Passage provided -
Reza Abdoh (; also Romanized as “Rezā Abdoh”, ) (February 23, 1963 – May 11, 1995) was an Iranian-born director and playwright known for large-scale, experimental theatrical productions, often staged in unusual spaces like warehouses and abandoned buildings.

Early life and family 
Abdoh was born in Tehran in 1963, the first child of Ali Abdoh, a prominent athlete, businessman and founder of the Persepolis Football Club, and Homa Oboodi (née Mohajerin). His paternal grandfather was Mohammad Abdoh Boroujerdi, a chief justice and expert in Islamic law in the Reza Shah era. Abdoh had two brothers, Sardar "Sid" Abdoh and Salar Abdoh, and one sister, Negar. He had one half-sister, Regina, from his father's previous marriage to an American woman. On his father's side, he was first cousins once removed with Dara Khosrowshahi.

In 1977 Reza was sent to England where he attended day school in London while living with his grandmother. In 1978, he was sent to Wellington, an exclusive boarding school in Somerset, England.

In the wake of the Iranian Revolution, Ali Abdoh traveled to California with his four children and settled in West Covina, California. Reza's father, who had plans to open a hotel in Iran on the eve of the revolution, faced financial ruin. In the Fall, Reza began classes at University of Southern California where he completed one semester. In January 1980, Ali Abdoh died of a heart attack on a squash court at the Los Angeles Athletic Club. It is said that he died not long after discovering that Reza was gay.

Career
In 1983 Abdoh began directing plays, often adapting classics like King Lear, King Oedipus, and Medea in Los Angeles theaters.

In 1990, Abdoh directed Father Was a Peculiar Man, a multimedia performance produced by En Garde Arts featuring more than 50 performers that occurred across four blocks of New York City's Meatpacking District. That year he also wrote and directed The Hip-Hop Waltz of Eurydice, staged at the Los Angeles Theatre Center. Abdoh called it a "gut reaction to systemic repression and erosion of freedom" in an interview with Thomas Leabhart published in Mime Journal. His work often confronted such issues as race, class and, the AIDS crisis.

Data provided -
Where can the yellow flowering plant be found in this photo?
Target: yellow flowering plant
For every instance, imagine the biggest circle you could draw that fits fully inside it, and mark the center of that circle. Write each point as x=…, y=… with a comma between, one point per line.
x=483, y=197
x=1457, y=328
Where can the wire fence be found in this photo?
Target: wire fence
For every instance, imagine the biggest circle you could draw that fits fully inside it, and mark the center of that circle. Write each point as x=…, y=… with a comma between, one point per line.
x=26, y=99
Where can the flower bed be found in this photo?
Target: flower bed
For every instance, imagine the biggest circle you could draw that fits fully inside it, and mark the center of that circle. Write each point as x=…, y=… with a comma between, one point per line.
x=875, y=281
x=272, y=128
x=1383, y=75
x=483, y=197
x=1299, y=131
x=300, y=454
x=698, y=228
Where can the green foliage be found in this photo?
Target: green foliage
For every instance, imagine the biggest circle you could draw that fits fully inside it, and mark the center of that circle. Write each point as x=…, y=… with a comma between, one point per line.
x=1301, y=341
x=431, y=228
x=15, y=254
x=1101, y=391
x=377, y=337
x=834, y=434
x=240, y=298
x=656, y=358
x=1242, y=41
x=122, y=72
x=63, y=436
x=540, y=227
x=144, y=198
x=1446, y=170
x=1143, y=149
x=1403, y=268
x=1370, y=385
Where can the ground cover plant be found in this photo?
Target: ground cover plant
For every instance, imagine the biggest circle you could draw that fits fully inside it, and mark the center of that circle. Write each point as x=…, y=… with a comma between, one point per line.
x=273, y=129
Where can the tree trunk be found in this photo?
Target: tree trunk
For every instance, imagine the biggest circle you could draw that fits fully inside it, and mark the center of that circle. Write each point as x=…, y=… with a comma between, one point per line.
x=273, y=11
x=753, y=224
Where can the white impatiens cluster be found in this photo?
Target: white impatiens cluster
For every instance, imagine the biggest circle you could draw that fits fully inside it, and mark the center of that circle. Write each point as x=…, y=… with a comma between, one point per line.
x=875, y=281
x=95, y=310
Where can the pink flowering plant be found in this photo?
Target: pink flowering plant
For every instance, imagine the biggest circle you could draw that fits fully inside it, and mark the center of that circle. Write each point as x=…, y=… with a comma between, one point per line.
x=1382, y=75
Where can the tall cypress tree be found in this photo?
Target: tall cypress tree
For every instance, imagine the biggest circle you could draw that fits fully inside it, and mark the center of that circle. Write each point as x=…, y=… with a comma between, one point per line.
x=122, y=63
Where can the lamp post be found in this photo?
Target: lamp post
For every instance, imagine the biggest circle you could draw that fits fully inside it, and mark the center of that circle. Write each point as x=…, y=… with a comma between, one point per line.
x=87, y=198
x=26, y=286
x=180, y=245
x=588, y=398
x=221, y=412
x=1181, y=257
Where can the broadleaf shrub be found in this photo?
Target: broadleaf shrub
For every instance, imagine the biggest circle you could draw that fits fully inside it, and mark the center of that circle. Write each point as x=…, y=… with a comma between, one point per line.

Requirements -
(1) Answer from the Reza Abdoh article:
(a) In what year was Abdoh sent to Wellington?
(b) Where did Ali Abdoh die?
(c) Which organization produced Father Was a Peculiar Man?
(2) Name every sibling and half-sibling of Reza Abdoh that the Reza Abdoh article mentions.
Use only the Reza Abdoh article to answer, not the material.

Responses -
(1)
(a) 1978
(b) On a squash court at the Los Angeles Athletic Club
(c) En Garde Arts

(2) Sardar "Sid" Abdoh, Salar Abdoh, Negar, Regina